▶ [TEXT SEGMENT]
———
Navigate Developing LGBT Laws that Impact the Workplace

By Scott M. Wich Jul 20, 2016

A federal district court struck down​ a Mississippi law affecting lesbian, gay, bisexual and transgender individuals.

Human resource professionals, and particularly benefits administrators, have faced an evolution over recent years concerning the expansion of job protections and benefits to employees who are part of the lesbian, gay, bisexual and transgender (LGBT) community.

While the interpretation of federal law has seen an expansion of such rights, several states have introduced laws that seek to narrow its reach. A federal district court in Mississippi struck down a religion-based law that highlighted the ongoing tension between federal and some state laws.

At issue was H.B. 1523, the Protecting Freedom of Conscience from Government Discrimination Act, which granted special rights to citizens of Mississippi who held certain beliefs. It applied to citizens who had one of three "sincerely held religious beliefs or moral convictions" that reflected disapproval of lesbian, gay, transgender or unmarried persons. The act gave special protection to citizens who believed that:

  • Marriage should be recognized as a union of one man and one woman.
  • Sexual relations are properly reserved to such a marriage.
———
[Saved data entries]
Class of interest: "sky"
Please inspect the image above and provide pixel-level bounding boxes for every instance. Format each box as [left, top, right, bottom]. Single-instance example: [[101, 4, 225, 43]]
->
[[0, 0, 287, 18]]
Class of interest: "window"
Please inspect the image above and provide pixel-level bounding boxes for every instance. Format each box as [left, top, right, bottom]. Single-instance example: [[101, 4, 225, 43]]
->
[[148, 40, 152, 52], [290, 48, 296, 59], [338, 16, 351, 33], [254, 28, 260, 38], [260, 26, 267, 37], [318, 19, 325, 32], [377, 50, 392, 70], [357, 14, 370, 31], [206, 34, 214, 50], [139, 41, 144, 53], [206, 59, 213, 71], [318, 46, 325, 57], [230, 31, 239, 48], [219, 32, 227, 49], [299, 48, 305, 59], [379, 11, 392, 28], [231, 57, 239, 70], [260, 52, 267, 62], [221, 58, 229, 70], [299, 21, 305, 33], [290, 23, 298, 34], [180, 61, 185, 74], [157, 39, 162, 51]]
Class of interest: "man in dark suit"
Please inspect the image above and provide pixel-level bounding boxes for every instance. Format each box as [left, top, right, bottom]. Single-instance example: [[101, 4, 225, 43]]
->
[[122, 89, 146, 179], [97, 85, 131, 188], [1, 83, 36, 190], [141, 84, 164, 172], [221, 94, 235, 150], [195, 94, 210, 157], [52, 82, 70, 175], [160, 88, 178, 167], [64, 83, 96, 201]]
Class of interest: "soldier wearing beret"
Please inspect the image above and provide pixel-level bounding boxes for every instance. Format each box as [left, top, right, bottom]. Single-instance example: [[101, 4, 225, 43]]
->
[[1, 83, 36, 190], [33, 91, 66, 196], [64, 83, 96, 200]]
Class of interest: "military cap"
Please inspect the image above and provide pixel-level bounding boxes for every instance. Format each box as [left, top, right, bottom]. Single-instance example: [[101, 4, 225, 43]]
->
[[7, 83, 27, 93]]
———
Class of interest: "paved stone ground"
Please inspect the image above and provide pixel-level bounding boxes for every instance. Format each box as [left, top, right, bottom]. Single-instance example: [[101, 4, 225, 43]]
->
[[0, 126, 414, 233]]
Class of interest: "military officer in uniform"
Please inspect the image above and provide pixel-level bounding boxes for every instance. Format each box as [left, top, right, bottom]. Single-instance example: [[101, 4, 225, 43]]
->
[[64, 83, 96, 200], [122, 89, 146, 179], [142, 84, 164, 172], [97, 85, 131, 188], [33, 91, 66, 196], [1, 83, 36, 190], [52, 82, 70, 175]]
———
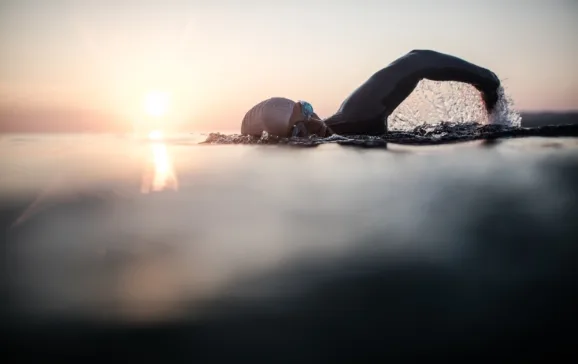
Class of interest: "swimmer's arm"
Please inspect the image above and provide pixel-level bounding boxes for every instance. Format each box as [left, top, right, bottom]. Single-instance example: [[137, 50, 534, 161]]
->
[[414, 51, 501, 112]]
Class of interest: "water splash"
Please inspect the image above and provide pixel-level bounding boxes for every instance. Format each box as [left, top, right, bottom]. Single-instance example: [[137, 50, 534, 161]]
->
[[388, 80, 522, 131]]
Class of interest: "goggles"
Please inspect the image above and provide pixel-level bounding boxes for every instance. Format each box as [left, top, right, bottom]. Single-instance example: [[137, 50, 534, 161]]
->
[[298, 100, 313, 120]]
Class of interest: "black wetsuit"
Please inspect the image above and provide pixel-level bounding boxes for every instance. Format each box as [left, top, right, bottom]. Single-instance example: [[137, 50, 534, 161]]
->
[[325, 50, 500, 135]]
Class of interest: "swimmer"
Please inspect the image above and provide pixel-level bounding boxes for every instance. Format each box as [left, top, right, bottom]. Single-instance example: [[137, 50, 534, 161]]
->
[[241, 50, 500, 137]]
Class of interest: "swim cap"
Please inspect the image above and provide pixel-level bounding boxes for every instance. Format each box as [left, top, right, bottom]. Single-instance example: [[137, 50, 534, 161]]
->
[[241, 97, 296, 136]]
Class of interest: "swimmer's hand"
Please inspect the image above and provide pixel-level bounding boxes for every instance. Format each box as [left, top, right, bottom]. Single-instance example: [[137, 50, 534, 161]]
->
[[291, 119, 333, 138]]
———
▶ [REQUIRED WORK]
(A) In the article on LGBT workplace laws, what is the full title of H.B. 1523?
(B) Resume the article on LGBT workplace laws from its last line.
These lines have no connection to the article on LGBT workplace laws.

▶ [REPLIES]
(A) The Protecting Freedom of Conscience from Government Discrimination Act.

(B)
  • The words "male" and "female" refer to an individual's immutable biological sex as determined by genetics at the time of birth.

H.B. 1523, which was to take effect July 1, 2016, was passed in direct response to the 2015 decision of the U.S. Supreme Court in Obergefell v. Hodges regarding the recognition of same-sex marriage. It provided that the state of Mississippi, defined to include private persons, corporations and other legal entities, would not discriminate against and would not find in violation of the law those who acted on the religious beliefs or moral convictions, as defined by the act, including in matters of employment. The law, broadly written, also applied to matters such as businesses providing (or refusing to provide) goods or services to LGBT customers and the issuance (or refusal of issuance) of marriage licenses.

Prior to the effective date of the law, a group of clergy, citizens targeted by H.B. 1523 and others who did not hold the beliefs that H.B. 1523 sought to protect, brought a lawsuit in the federal court of Mississippi seeking, among other things, an injunction to prevent its implementation. The defendants in the lawsuit included Mississippi Governor Phil Bryant and Attorney General Jim Hood in their official capacities. The attorney general's office defended the case on behalf of the state.

The district court found that H.B. 1523 was unlawful. It held that, under the U.S. Constitution's Equal Protection Clause of the 14th Amendment, the law denied equal protection to LGBT citizens by allowing Mississippians to refuse to serve LGBT citizens without consequence. It also held H.B. 1523 to be unlawful under the U.S. Constitution's First Amendment Establishment clause, which prohibits any law respecting the establishment of a religion or prohibiting the free exercise thereof. The court concluded that H.B. 1523 impermissibly established an official preference for certain religious beliefs above others. Therefore, the court concluded, an injunction was proper.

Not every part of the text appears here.